Task to complete> Resume the article about the ATF's two explosives notices, continuing after its last paragraph.

Passage to read>
________

The ATF, more formally known as the Bureau of Alcohol, Tobacco, Firearms and Explosives has issued two notices on explosives — and has quickly retracted one of them. One notice immediately raised gun owner hackles while the other one is more of a public service announcement.
The controversial announcement was that the ATF — briefly — reclassified wetted nitrocellulose as an explosive. Wetted nitrocellulose is a common component in manufacturing and reloading ammunition. The decision was immediately criticized by the gun community as a way to drive up ammo costs by fiat.
In theory, by classifying wetted nitrocellulose as an explosive, the costs to license, handle, process and insure a basic loading component could have been artificially driven up. This could have raised costs across the board, even for government buyers. Even worse, it could have completely ended the way ammo is made and sold.
“If smokeless powders are now considered high explosives then ammunition can no longer be sold on store shelves. Manufacturers need to completely redesign their operations, rebuilding their facilities and ensuring their personnel meet the stringent requirements,” explained gun law expert Joshua Prince. “Simply put, if [the] ATF intends to enforce this new designation ammunition is going to be almost impossible to acquire.”
While the government makes exemptions for some uses of explosives, including specifically for ammunition manufacturers, this might still have significantly changed the ammo production landscape.
“At the point the nitrocellulose is incorporated into smokeless powder or a complete round of ammunition, it is exempt from the requirements of the record keeping, storage, and other requirements of federal law and regulations,” said Ammoland.
“However, other explosive materials used to manufacture ammunition will not be exempt until incorporated into one of the components of ammunition listed in the regulation, including smokeless powder or a complete round of small arms ammunition. Thus, wetted nitrocellulose containing greater than 12.6 percent nitrogen may be lawfully shipped, transported, or received only by persons holding federal explosives licenses or permits.”

________

Excerpted data>
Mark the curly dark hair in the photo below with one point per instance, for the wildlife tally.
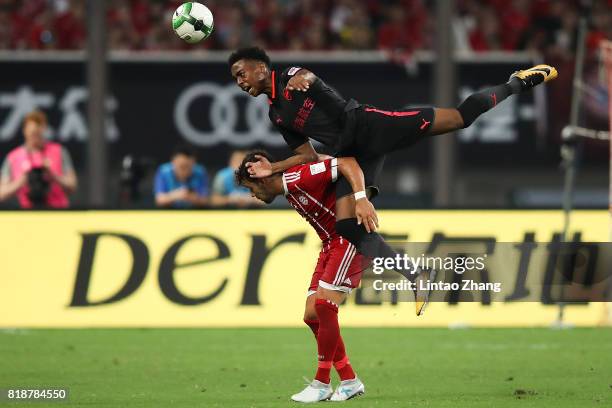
(250, 53)
(242, 173)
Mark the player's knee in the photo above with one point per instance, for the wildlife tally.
(310, 316)
(349, 229)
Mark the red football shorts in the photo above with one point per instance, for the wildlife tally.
(339, 267)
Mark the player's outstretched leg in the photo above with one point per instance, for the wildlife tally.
(449, 120)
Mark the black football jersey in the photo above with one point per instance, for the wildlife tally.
(298, 117)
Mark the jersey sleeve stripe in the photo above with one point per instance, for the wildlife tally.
(334, 169)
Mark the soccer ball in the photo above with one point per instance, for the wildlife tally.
(192, 22)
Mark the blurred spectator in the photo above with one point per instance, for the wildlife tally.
(399, 26)
(225, 190)
(181, 183)
(39, 173)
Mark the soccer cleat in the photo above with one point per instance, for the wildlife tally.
(531, 77)
(315, 391)
(421, 296)
(348, 389)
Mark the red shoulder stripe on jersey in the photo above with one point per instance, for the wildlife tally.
(270, 100)
(391, 113)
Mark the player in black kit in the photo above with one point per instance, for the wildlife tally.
(303, 107)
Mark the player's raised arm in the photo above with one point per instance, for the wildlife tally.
(304, 153)
(328, 100)
(364, 210)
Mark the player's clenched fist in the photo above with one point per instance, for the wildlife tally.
(261, 168)
(366, 214)
(299, 83)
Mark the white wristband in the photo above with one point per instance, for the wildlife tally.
(360, 194)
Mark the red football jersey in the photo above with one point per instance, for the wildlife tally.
(310, 189)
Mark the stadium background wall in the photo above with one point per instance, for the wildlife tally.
(196, 102)
(230, 268)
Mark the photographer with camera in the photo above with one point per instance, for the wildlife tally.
(40, 173)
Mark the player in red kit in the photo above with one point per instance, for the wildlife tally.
(311, 191)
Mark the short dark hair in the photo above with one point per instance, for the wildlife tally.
(184, 149)
(242, 173)
(250, 53)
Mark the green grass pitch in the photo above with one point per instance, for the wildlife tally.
(263, 367)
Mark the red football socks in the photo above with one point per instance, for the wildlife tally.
(327, 337)
(340, 361)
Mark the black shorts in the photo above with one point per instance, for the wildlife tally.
(371, 167)
(379, 132)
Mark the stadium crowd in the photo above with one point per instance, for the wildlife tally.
(405, 25)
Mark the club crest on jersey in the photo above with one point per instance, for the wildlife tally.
(317, 168)
(293, 70)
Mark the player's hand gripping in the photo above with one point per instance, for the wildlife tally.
(261, 168)
(298, 83)
(366, 214)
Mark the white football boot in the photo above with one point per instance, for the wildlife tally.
(422, 296)
(315, 391)
(348, 389)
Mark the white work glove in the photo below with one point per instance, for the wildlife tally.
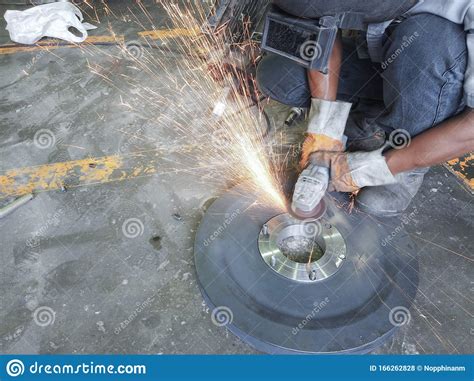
(326, 124)
(310, 188)
(327, 121)
(47, 20)
(354, 170)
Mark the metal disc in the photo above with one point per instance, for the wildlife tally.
(352, 311)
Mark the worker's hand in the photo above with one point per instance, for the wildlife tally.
(327, 121)
(310, 188)
(316, 143)
(354, 170)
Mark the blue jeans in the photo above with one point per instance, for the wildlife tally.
(419, 84)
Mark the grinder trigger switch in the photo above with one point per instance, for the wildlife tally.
(309, 191)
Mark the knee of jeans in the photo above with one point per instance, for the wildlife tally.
(283, 81)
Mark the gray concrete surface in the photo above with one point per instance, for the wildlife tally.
(64, 254)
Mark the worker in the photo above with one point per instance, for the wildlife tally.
(376, 128)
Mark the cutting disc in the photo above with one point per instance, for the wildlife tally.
(353, 310)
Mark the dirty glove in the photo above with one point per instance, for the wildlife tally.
(354, 170)
(327, 121)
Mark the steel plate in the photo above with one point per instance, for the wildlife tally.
(352, 311)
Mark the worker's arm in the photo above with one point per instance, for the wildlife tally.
(449, 140)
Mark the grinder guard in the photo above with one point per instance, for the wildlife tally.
(305, 30)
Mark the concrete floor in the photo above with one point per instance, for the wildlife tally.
(113, 294)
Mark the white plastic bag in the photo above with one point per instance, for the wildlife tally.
(48, 20)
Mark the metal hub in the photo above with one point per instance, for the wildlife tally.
(349, 306)
(306, 251)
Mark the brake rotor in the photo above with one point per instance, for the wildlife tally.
(340, 284)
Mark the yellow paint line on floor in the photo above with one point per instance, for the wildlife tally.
(55, 44)
(158, 34)
(462, 168)
(17, 182)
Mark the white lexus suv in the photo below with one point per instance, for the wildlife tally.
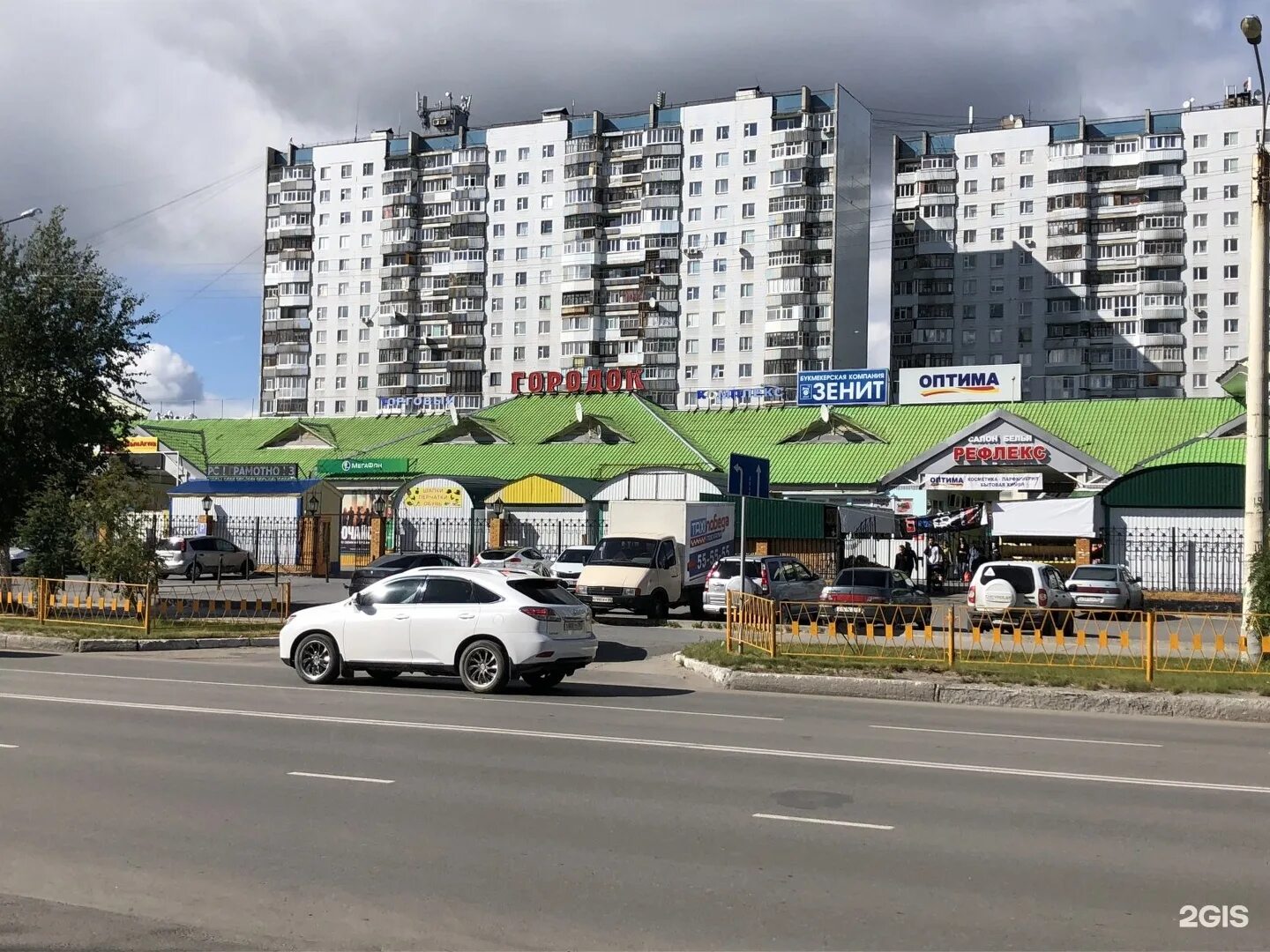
(484, 626)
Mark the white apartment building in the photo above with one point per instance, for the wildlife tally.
(1109, 258)
(719, 247)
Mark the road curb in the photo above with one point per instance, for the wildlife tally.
(40, 643)
(1215, 707)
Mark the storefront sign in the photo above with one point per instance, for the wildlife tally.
(960, 385)
(983, 481)
(361, 466)
(594, 380)
(862, 386)
(254, 471)
(1001, 449)
(419, 401)
(958, 521)
(739, 395)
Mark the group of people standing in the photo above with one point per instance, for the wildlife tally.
(940, 560)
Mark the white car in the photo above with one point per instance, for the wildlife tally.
(484, 626)
(568, 566)
(512, 557)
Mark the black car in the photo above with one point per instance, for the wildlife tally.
(384, 566)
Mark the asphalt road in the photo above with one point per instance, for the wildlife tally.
(210, 800)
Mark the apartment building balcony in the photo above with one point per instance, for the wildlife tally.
(1161, 234)
(1162, 287)
(394, 175)
(1171, 260)
(1067, 188)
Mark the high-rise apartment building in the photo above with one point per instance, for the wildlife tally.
(718, 247)
(1109, 258)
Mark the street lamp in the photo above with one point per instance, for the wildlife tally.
(1255, 390)
(28, 213)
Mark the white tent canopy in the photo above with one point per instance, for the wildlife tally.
(1054, 518)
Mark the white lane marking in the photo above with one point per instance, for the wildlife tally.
(663, 744)
(1015, 736)
(433, 695)
(823, 822)
(337, 777)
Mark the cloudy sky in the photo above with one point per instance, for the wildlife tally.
(149, 118)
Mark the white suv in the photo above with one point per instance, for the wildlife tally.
(484, 626)
(1012, 591)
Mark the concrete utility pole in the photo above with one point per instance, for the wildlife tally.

________

Result for this exercise>
So while the ATF’s decision to reclassify wetted nitrocellulose was definitely not a good thing, it wasn’t as bad as some people expected. Just the same, the ATF has since put the decision on hold, and that is a good thing.
The ATF delayed the decision almost immediately. In a memo titled “Nitrocellulose — Update” (.pdf) the ATF said that “Subsequent contact from industry members who import, transport, store or employ wetted nitrocellulose in the production of ammunition, however, has brought to our attention issues that were not fully addressed in the newsletter and require further consultation and consideration with the industry.
“Accordingly, ATF has and will conduct further industry outreach concerning wetted Nitrocellulose,” added the ATF. “In the interim, previously authorized industry practices concerning wetted citrocellulose will not be affected.”
The decision to withhold reclassification of wetted nitrocellulose could have been due to public outcry, logistics problems or both. It still serves as a reminder of how deeply an industry can be affected by a regulatory agency.
PSA: IEDs Found in Kentucky, Look Out
With the gun community spinning after the back-to-back nitrocellulose announcements one very important ATF release may have gone unnoticed. The ATF discovered nine IEDs — improvised explosive devices — in the Kentucky wilderness.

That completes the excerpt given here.